Problem statement:
Rewrite all of the records below, replacing every "locate" with "detect" and keeping everything else the same. Leave the pictures out of your answer.
start Information supplied
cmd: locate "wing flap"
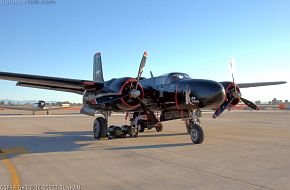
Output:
[0,72,104,94]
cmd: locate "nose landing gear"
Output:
[185,110,204,144]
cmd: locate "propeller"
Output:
[212,58,259,119]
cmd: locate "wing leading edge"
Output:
[237,81,287,88]
[0,72,104,95]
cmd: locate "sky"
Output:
[0,0,290,102]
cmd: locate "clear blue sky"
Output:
[0,0,290,102]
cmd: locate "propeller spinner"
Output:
[212,58,259,119]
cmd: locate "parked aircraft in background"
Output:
[0,100,63,115]
[0,52,286,144]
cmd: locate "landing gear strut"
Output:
[185,110,204,144]
[93,117,108,140]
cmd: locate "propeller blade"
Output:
[230,57,237,92]
[135,51,148,89]
[137,97,160,125]
[241,98,259,110]
[212,98,234,119]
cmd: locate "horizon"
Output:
[0,0,290,103]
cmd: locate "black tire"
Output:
[93,117,108,139]
[155,124,163,132]
[189,123,204,144]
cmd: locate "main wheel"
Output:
[93,117,108,139]
[189,122,204,144]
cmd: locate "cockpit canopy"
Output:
[155,72,190,85]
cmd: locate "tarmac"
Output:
[0,110,290,190]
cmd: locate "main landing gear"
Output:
[185,110,204,144]
[93,112,163,140]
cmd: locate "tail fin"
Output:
[93,52,104,82]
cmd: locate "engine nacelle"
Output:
[108,77,144,111]
[225,83,241,106]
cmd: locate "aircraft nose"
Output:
[196,80,226,109]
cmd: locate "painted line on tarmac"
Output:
[0,147,28,187]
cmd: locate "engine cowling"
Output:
[225,83,241,106]
[109,77,144,111]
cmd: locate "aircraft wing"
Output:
[0,72,104,95]
[237,81,287,88]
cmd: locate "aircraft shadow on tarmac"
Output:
[0,131,192,160]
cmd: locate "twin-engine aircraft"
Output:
[0,52,286,144]
[0,100,63,115]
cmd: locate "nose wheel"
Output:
[185,110,204,144]
[93,117,108,140]
[187,122,204,144]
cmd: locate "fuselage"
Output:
[84,73,225,111]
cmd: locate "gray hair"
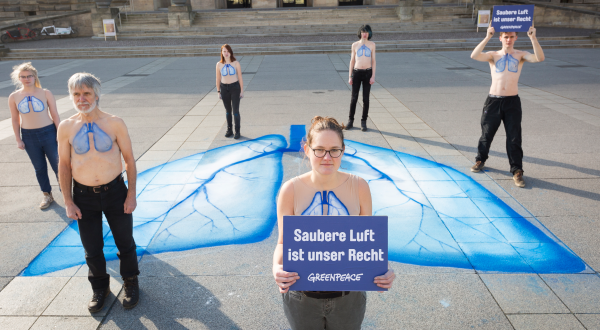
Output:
[67,72,102,104]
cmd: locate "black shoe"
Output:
[123,275,140,309]
[88,287,110,313]
[346,119,354,129]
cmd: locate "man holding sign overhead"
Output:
[273,116,395,330]
[471,6,544,188]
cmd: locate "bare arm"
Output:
[348,44,356,85]
[523,24,546,63]
[8,94,25,150]
[471,22,494,62]
[115,118,137,214]
[273,181,300,293]
[370,43,377,85]
[57,122,81,220]
[44,89,60,129]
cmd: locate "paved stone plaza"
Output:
[0,49,600,329]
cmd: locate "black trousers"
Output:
[475,95,523,174]
[73,175,140,290]
[221,81,242,132]
[350,68,373,121]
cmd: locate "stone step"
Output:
[3,44,600,60]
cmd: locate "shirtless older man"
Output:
[58,73,140,313]
[471,25,544,188]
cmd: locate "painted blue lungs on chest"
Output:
[17,96,45,114]
[302,190,350,215]
[221,64,235,77]
[341,140,589,273]
[356,45,371,57]
[73,123,112,155]
[496,54,519,73]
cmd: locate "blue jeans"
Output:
[282,291,367,330]
[21,124,58,193]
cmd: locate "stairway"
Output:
[2,37,600,61]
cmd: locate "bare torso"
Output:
[352,40,375,69]
[12,87,53,129]
[65,112,123,186]
[489,49,529,96]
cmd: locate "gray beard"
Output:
[73,101,98,114]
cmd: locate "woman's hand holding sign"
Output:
[273,265,300,293]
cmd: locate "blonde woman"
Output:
[8,62,60,209]
[273,116,395,330]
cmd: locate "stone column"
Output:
[396,0,423,22]
[92,8,119,36]
[169,5,195,28]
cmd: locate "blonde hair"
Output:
[10,62,42,89]
[306,116,345,147]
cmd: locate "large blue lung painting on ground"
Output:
[342,140,587,273]
[22,129,588,276]
[22,135,287,276]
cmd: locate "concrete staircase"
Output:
[112,5,473,39]
[2,37,600,61]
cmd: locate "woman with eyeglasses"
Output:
[273,116,395,330]
[217,44,244,140]
[8,62,60,209]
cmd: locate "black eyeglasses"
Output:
[309,146,344,158]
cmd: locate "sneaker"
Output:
[123,275,140,309]
[88,287,110,313]
[40,192,54,210]
[345,119,354,130]
[513,170,525,188]
[471,160,485,173]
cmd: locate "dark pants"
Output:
[475,95,523,174]
[350,69,373,121]
[73,179,140,290]
[221,81,242,132]
[21,124,58,193]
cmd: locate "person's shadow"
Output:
[99,254,240,330]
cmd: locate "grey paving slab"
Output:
[0,277,69,316]
[575,314,600,330]
[42,277,121,318]
[30,316,102,330]
[541,274,600,313]
[0,276,14,291]
[508,314,585,330]
[480,274,569,314]
[0,316,37,330]
[498,178,600,216]
[99,276,289,329]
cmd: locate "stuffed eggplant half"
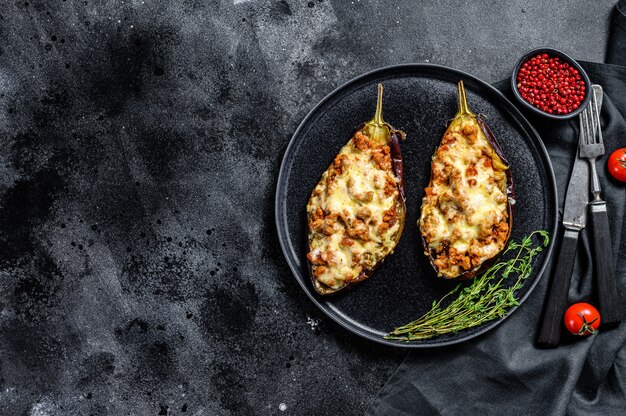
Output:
[306,84,406,295]
[418,81,515,279]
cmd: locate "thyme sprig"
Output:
[385,230,550,341]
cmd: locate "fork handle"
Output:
[590,200,621,326]
[538,228,579,347]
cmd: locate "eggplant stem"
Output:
[455,81,475,117]
[373,82,384,126]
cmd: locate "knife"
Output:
[538,91,602,347]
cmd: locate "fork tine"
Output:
[587,92,597,144]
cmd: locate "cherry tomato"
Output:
[607,147,626,182]
[563,302,600,336]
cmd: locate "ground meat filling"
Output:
[420,118,510,278]
[307,131,403,289]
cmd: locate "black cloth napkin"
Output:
[366,0,626,416]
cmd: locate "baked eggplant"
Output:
[418,81,515,279]
[306,84,406,295]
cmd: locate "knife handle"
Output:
[538,228,579,347]
[591,200,621,326]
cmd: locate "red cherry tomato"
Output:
[563,302,600,336]
[607,147,626,182]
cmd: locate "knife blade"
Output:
[538,90,602,347]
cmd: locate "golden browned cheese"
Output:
[419,115,509,278]
[306,131,404,290]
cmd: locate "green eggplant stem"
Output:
[362,83,391,144]
[455,81,476,118]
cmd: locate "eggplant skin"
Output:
[418,109,515,280]
[307,131,406,295]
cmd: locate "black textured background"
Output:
[0,0,614,416]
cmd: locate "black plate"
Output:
[276,64,557,348]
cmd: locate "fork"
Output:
[580,85,621,325]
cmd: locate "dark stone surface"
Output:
[0,0,614,416]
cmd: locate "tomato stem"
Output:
[578,313,598,335]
end Information supplied
Output for this task:
cmd: detect "wing flap"
Output:
[0,72,104,94]
cmd: detect "nose landing gear"
Output:
[185,110,204,144]
cmd: detect "propeller"
Output:
[212,58,259,119]
cmd: detect "wing leading edge"
Output:
[237,81,287,88]
[0,72,104,95]
cmd: detect "sky"
Output:
[0,0,290,102]
cmd: detect "clear blue sky"
Output:
[0,0,290,102]
cmd: detect "propeller spinner"
Output:
[212,58,259,119]
cmd: detect "parked aircraft in background"
Output:
[0,100,63,115]
[0,52,286,144]
cmd: detect "landing gear strut"
Output:
[185,110,204,144]
[93,117,108,140]
cmd: detect "propeller blade"
Output:
[230,57,237,92]
[135,51,148,89]
[137,97,160,125]
[241,98,259,110]
[212,98,234,119]
cmd: detect "horizon"
Output:
[0,0,290,103]
cmd: detect "black tire"
Output:
[93,117,108,139]
[155,124,163,132]
[189,123,204,144]
cmd: detect "main wheel"
Output:
[93,117,108,139]
[189,122,204,144]
cmd: detect "cockpit canopy"
Output:
[155,72,190,85]
cmd: detect "tarmac"
Output:
[0,110,290,190]
cmd: detect "main landing gear"
Output:
[185,110,204,144]
[93,112,163,140]
cmd: detect "tail fin"
Output:
[93,52,104,82]
cmd: detect "engine nacelle"
Output:
[108,77,144,111]
[225,83,241,106]
cmd: detect "aircraft nose"
Output:
[196,80,226,109]
cmd: detect "painted line on tarmac"
Output:
[0,147,28,187]
cmd: detect "engine cowling"
Output:
[225,83,241,106]
[109,77,144,111]
cmd: detect "aircraft wing"
Output:
[0,72,104,95]
[237,81,287,88]
cmd: detect "aircraft shadow on tarmac"
Output:
[0,131,192,160]
cmd: detect "twin-engine aircraft"
Output:
[0,52,286,144]
[0,100,63,115]
cmd: detect "nose wheel"
Output:
[185,110,204,144]
[93,117,108,140]
[187,122,204,144]
cmd: detect "fuselage"
Output:
[84,73,225,111]
cmd: detect "gray hair"
Output:
[67,72,102,104]
cmd: detect "black shoe"
Output:
[123,275,140,309]
[88,287,110,313]
[346,119,354,129]
cmd: detect "man holding sign overhead"
Output:
[273,116,395,330]
[471,6,544,188]
cmd: detect "bare arm"
Output:
[348,44,356,85]
[523,24,546,63]
[8,94,25,150]
[471,22,494,62]
[115,118,137,214]
[273,181,300,293]
[370,43,377,85]
[57,122,81,220]
[44,89,60,129]
cmd: detect "paved stone plaza"
Output:
[0,49,600,329]
cmd: detect "black trousers"
Output:
[475,95,523,174]
[73,175,140,290]
[221,81,242,132]
[350,68,373,121]
cmd: detect "stone step"
Output:
[3,44,600,60]
cmd: detect "shirtless older man"
Output:
[58,73,140,313]
[471,25,544,188]
cmd: detect "painted blue lungs on chest"
Output:
[17,96,45,114]
[302,190,350,215]
[221,64,235,77]
[341,140,589,273]
[356,45,371,57]
[73,123,112,155]
[496,54,519,73]
cmd: detect "blue jeans"
Output:
[282,291,367,330]
[21,124,58,193]
cmd: detect "stairway"
Output:
[2,37,600,61]
cmd: detect "bare torso"
Output:
[352,40,375,69]
[12,87,53,129]
[65,112,123,186]
[489,49,529,96]
cmd: detect "gray beard"
Output:
[73,101,98,114]
cmd: detect "woman's hand holding sign"
Output:
[273,265,300,293]
cmd: detect "blonde woman"
Output:
[8,62,60,209]
[273,116,395,330]
cmd: detect "stone column"
Output:
[396,0,423,22]
[92,8,119,36]
[169,5,195,28]
cmd: detect "blonde hair"
Output:
[10,62,42,89]
[306,116,345,147]
cmd: detect "large blue lung painting on ground"
Output:
[342,140,587,273]
[22,129,588,276]
[22,135,287,276]
cmd: detect "concrete staircase"
Output:
[112,5,473,39]
[2,37,600,61]
cmd: detect "woman with eyeglasses"
Output:
[273,116,395,330]
[217,44,244,140]
[8,62,60,209]
cmd: detect "black eyeglasses"
Output:
[309,146,344,158]
cmd: detect "sneaker"
Output:
[123,275,140,309]
[88,287,110,313]
[40,192,54,210]
[345,119,354,130]
[513,170,525,188]
[471,160,485,173]
cmd: detect "dark pants"
Output:
[475,95,523,174]
[350,69,373,121]
[73,179,140,290]
[221,81,242,132]
[21,124,58,193]
cmd: detect "person's shadow"
Output:
[99,254,240,330]
cmd: detect "grey paving slab"
Output:
[0,277,69,316]
[575,314,600,330]
[42,277,121,318]
[30,316,102,330]
[541,274,600,313]
[0,276,14,291]
[508,314,585,330]
[480,274,569,314]
[0,316,37,330]
[498,178,600,216]
[99,276,289,329]
cmd: detect "stuffed eggplant half"
Output:
[306,84,406,295]
[418,81,515,279]
cmd: detect "thyme sprig"
Output:
[385,230,550,341]
cmd: detect "fork handle"
Output:
[590,200,621,326]
[538,228,579,347]
cmd: detect "eggplant stem"
Output:
[455,81,475,117]
[373,82,384,126]
cmd: detect "knife"
Output:
[538,91,602,347]
cmd: detect "fork tine"
Output:
[587,92,597,144]
cmd: detect "cherry tomato"
Output:
[607,147,626,182]
[563,302,600,336]
cmd: detect "ground meat filling"
Output:
[420,118,510,278]
[307,131,403,289]
cmd: detect "black cloth napkin"
Output:
[366,0,626,416]
cmd: detect "baked eggplant"
Output:
[418,81,515,279]
[306,84,406,295]
cmd: detect "knife handle"
Output:
[538,228,579,347]
[591,200,621,326]
cmd: detect "red cherry tomato"
Output:
[563,302,600,336]
[607,147,626,182]
cmd: detect "knife blade"
Output:
[538,90,602,347]
cmd: detect "golden browned cheese"
Output:
[419,115,509,278]
[306,131,404,290]
cmd: detect "green eggplant stem"
Output:
[362,83,391,144]
[455,81,476,118]
cmd: detect "eggplant skin"
Output:
[418,109,515,280]
[307,131,406,295]
cmd: detect "black textured background"
Output:
[0,0,614,416]
cmd: detect "black plate"
Output:
[276,64,557,348]
cmd: detect "fork"
Output:
[580,85,621,325]
cmd: detect "dark stone surface"
Output:
[0,0,614,416]
cmd: detect "tomato stem"
Output:
[578,313,598,335]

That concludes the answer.